Extracted records
"""
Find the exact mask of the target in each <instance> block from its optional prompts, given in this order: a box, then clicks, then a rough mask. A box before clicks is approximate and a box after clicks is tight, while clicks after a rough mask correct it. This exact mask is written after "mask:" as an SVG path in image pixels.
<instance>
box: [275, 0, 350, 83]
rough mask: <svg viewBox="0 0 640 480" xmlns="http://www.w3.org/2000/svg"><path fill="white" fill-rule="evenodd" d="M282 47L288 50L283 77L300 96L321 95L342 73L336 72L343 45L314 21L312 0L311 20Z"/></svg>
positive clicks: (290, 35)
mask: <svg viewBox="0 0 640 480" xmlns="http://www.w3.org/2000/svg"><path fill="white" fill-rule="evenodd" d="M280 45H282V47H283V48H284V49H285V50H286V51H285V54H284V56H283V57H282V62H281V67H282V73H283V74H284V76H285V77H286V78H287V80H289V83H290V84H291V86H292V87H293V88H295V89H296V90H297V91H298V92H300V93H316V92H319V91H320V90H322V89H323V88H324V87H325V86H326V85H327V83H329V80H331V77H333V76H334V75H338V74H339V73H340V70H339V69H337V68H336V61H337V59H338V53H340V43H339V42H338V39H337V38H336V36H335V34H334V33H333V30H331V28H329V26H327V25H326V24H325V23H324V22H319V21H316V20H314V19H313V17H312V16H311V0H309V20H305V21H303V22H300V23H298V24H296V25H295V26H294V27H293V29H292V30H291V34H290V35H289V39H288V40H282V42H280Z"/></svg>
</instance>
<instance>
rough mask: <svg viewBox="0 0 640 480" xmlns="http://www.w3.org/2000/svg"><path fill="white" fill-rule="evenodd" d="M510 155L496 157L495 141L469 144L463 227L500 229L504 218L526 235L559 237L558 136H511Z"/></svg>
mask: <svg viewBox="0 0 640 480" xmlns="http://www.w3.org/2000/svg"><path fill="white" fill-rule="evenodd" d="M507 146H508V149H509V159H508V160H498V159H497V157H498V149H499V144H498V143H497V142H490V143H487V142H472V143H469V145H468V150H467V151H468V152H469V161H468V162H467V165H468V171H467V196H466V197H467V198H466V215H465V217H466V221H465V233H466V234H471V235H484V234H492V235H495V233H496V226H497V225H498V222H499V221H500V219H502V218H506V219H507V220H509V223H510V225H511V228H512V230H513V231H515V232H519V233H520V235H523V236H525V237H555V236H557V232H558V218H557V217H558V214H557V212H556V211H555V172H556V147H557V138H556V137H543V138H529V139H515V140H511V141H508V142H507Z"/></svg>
"""
Exercise brief
Work out how many lines of the preceding data contain the word "instance". Reply with that number only.

Response to the task
4